ASSIGNED TASK - Each record below must be reproduced exactly as it reads, with its images omitted.

SOURCE MATERIAL -
_ _ _ _ _

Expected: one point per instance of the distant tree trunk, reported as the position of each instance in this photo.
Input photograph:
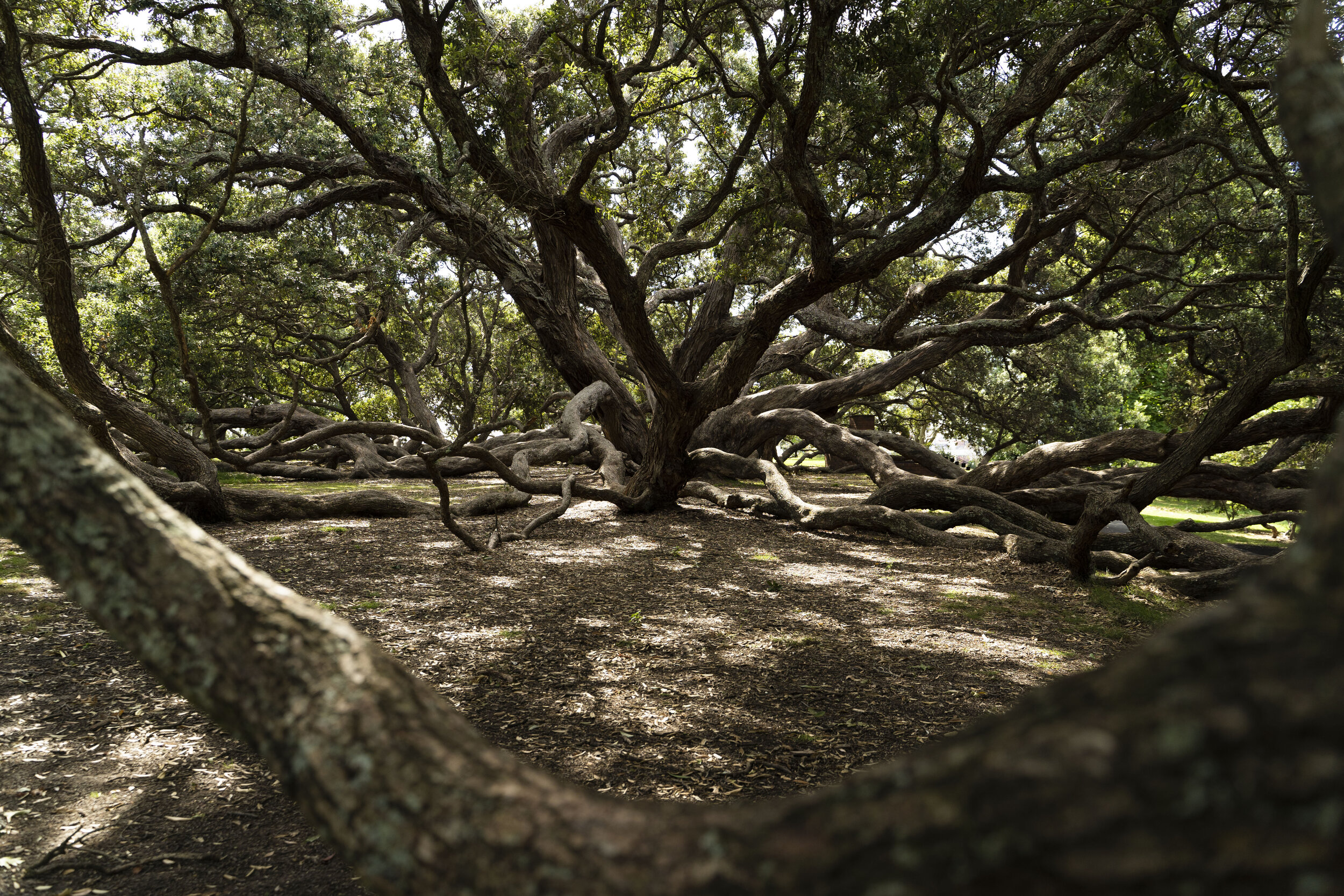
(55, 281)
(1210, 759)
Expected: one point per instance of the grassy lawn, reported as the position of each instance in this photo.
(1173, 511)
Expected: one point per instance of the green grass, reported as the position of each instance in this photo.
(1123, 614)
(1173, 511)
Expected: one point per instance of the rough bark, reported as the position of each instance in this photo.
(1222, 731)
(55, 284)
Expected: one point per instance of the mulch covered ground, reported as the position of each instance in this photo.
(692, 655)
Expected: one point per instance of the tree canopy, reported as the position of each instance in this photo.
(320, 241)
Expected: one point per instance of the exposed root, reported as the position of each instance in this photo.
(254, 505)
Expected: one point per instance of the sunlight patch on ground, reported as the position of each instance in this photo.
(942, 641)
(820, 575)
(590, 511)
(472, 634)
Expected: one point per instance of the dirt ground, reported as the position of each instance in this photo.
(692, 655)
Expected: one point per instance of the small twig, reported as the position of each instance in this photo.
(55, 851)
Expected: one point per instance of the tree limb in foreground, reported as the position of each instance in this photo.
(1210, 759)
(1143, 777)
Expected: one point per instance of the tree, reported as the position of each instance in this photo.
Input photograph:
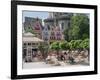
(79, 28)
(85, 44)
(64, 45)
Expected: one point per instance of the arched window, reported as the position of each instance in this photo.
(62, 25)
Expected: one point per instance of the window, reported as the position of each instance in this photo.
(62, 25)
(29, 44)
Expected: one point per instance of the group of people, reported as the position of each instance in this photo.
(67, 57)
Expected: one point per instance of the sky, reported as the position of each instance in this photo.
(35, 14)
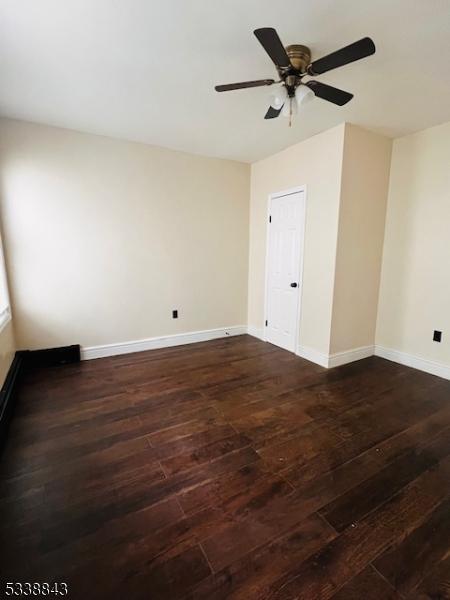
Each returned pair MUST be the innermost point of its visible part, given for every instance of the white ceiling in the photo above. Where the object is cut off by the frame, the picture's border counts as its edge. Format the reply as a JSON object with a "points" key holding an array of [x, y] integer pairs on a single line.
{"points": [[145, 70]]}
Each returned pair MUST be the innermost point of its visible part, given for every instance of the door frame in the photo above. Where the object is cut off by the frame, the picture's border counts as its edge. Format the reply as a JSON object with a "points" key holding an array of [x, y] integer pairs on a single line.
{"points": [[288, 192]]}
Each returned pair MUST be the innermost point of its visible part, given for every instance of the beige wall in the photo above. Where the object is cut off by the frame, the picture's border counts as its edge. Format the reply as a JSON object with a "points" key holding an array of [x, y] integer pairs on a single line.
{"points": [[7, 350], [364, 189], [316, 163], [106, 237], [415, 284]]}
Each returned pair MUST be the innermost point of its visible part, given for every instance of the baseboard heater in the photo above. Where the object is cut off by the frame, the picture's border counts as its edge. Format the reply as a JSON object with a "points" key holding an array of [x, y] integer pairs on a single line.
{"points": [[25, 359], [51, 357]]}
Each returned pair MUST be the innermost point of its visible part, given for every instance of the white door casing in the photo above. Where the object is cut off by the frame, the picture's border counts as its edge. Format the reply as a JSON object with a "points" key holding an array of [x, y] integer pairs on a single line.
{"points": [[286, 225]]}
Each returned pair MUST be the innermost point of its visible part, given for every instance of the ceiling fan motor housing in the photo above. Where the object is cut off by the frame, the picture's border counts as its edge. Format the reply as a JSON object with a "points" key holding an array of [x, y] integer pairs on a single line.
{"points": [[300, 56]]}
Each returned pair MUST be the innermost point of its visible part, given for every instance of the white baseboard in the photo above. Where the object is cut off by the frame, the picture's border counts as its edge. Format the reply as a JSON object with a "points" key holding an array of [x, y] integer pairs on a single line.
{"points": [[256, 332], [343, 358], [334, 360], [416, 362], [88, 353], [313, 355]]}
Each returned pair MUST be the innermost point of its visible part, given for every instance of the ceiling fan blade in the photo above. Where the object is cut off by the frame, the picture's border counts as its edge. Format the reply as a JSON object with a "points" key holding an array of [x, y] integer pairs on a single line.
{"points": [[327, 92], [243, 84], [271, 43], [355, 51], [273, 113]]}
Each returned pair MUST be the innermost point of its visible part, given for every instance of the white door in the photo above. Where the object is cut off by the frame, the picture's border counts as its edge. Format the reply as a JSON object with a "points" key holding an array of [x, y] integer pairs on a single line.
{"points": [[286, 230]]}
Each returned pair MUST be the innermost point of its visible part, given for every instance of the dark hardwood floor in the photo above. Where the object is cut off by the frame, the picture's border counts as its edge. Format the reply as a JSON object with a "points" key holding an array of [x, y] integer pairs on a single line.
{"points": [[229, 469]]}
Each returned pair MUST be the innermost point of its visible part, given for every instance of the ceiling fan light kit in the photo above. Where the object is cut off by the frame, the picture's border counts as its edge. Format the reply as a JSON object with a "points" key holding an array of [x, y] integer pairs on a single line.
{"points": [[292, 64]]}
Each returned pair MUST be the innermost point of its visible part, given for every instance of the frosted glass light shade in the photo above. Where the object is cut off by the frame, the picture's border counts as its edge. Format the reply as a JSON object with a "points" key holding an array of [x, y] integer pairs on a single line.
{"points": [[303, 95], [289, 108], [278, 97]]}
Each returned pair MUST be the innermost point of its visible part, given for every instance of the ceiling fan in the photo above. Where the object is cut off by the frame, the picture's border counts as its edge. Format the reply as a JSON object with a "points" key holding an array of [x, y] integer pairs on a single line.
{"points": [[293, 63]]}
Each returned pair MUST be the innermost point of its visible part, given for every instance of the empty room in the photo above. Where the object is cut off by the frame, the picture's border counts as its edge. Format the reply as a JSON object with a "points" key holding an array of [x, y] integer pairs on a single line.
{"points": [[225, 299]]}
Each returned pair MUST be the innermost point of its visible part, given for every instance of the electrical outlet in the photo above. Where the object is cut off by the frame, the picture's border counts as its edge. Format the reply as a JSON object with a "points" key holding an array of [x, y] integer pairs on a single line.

_ _ _ _ _

PROBLEM SOLUTION -
Expected: one point per instance of the distant tree trunk, reported as the position of each instance in this photo.
Input photograph:
(55, 281)
(1210, 759)
Expected: one point per instance of the grassy lawn, reported as the position of each instance in this photo.
(1173, 511)
Expected: one point per instance of the green grass, reported as the position of each instance in this photo.
(1123, 614)
(1173, 511)
Expected: one point per instance of the rough bark, reported as the position of each instance in this photo.
(1222, 731)
(55, 284)
Expected: one point per instance of the mulch covered ground, reported as the position of each instance in this photo.
(692, 655)
Expected: one point per instance of the tree canopy, reported as the position of each instance in this photo.
(320, 241)
Expected: one point per instance of the exposed root, reported as the position of each instance in this photo.
(254, 505)
Expected: one point per instance of the sunlight patch on ground, reported as the position of each instance in this photo.
(942, 641)
(820, 575)
(590, 511)
(472, 634)
Expected: one point per instance of the dirt ground, reported as the position of each instance in this photo.
(692, 655)
Expected: one point per instance of the small twig, reported as the position of each instance in this photo.
(55, 851)
Expected: one point per instance of the tree limb in foreground, reported as the position of each instance in this photo.
(1210, 759)
(1143, 777)
Expected: one point per instance of the tree, reported as the position of each instance in this photo.
Input photograph:
(79, 28)
(85, 44)
(64, 45)
Expected: one point per instance of the arched window, reported as the position of each instance in this photo.
(62, 25)
Expected: one point per instance of the window, reported as the position of each instance in this photo.
(62, 25)
(29, 44)
Expected: one point per instance of the group of people, reported as the position of each instance in this photo.
(67, 57)
Expected: one point per instance of the sky, reported as the position of each instance in this photo.
(35, 14)
Each returned pair MUST be the innermost point of its visible part, given for every instance of the white ceiling in the photo above. Where the object is cut off by the frame, the picture's border counts as its edge. Format the reply as a JSON object with a "points" key holding an array of [x, y] integer pairs on a single line.
{"points": [[145, 70]]}
Each returned pair MUST be the innermost point of its visible part, given for every instance of the door frame in the photo above. Where the object is cut off by the frame, the picture's border counts as its edge. Format the reply as a JSON object with a "points" key holding an array of [x, y] integer pairs on a single line.
{"points": [[288, 192]]}
Each returned pair MUST be the innermost point of its visible part, given for every instance of the beige wall in the photo above. Where the object is cut off by the frame, the picture's border counts as its edge. Format the reply as a JSON object with a "points" key holding an array of [x, y] integer pairs on a single line.
{"points": [[7, 350], [364, 189], [316, 163], [106, 237], [415, 284]]}
Each returned pair MUST be the innermost point of its visible part, given for every instance of the baseboard heater in the photo above. Where the object is cut off by the frame, the picture's border counts as its edge. Format the reply as a JSON object with a "points" key holding an array of [x, y] integer pairs on a single line.
{"points": [[25, 359], [51, 357]]}
Each returned pair MUST be the innermost point of its visible part, given for every instance of the white door casing in the photo above. Where the object is cut off by the frame, the picture's border counts as its edge. Format the reply as a JSON object with a "points" key holding an array of [x, y] integer pairs on a single line.
{"points": [[286, 225]]}
Each returned pair MUST be the innermost point of its visible part, given for every instance of the ceiling fan motor housing in the photo above. Where the object is cut off by the frame, the picture's border counts as its edge. Format the reply as a JSON object with a "points" key holding an array of [x, y] integer pairs on a single line.
{"points": [[300, 56]]}
Each returned pair MUST be the innermost point of its visible part, given for every instance of the white baseboard in the photo above. Where the object is cut off by the frame, the picture's border counts as its edge. Format the reply as a JSON object with a "points" key holding an array of [x, y] integer pairs on a single line.
{"points": [[256, 332], [343, 358], [334, 360], [416, 362], [88, 353], [313, 355]]}
Each returned pair MUST be the innermost point of its visible part, given for every instance of the ceiling fan blade in the photo above. Where the object is cut off by the frame, the picture's border counts as its edge. Format the reply as a JSON object with a "points" key holding an array of [x, y] integer pairs on a single line.
{"points": [[327, 92], [243, 84], [271, 43], [355, 51], [273, 113]]}
Each returned pair MUST be the innermost point of its visible part, given for every instance of the white door in the photo above. Where the object is cut off by the frame, the picture's border counts as its edge. Format the reply as a JSON object with a "points" key holding an array of [x, y] integer pairs on a single line.
{"points": [[286, 230]]}
Each returned pair MUST be the innermost point of its visible part, given for every instance of the dark hardwood floor in the photo above. Where the object is cut off by the frame, the picture's border counts as its edge. Format the reply as a JSON object with a "points" key holding an array of [x, y] integer pairs on a single line.
{"points": [[229, 469]]}
Each returned pair MUST be the innermost point of its visible part, given for every instance of the ceiling fan light kit in the photo above. Where the object is cut off by the frame, the picture's border counts as its edge. Format the reply as a JSON object with a "points" key holding an array of [x, y] integer pairs on a single line.
{"points": [[292, 64]]}
Each returned pair MUST be the innermost point of its visible part, given for every instance of the frosted glass light shade in the photo above. Where the object is cut off by the frame, the picture's border counts as its edge. Format the reply as a JSON object with a "points" key holding an array of [x, y] integer pairs on a single line.
{"points": [[303, 95], [289, 108], [278, 97]]}
Each returned pair MUST be the innermost point of its visible part, given for every instance of the ceiling fan in the photo above. Where the object is cut off by the frame, the picture's border counts as its edge. Format the reply as a JSON object with a "points" key holding an array of [x, y] integer pairs on a single line.
{"points": [[293, 63]]}
Each returned pair MUST be the innermost point of its visible part, given for every instance of the empty room in the photo above. Where the object is cut off by the frame, the picture's border counts as its edge. Format the reply as a JSON object with a "points" key holding an array of [x, y] integer pairs on a single line.
{"points": [[225, 299]]}
Each returned pair MUST be the innermost point of its visible part, given for every instance of the electrical outlet in the photo above. Where the object is cut off by the frame, the picture's border counts as its edge. Format the reply as a JSON object with a "points" key holding an array of [x, y] integer pairs on a single line.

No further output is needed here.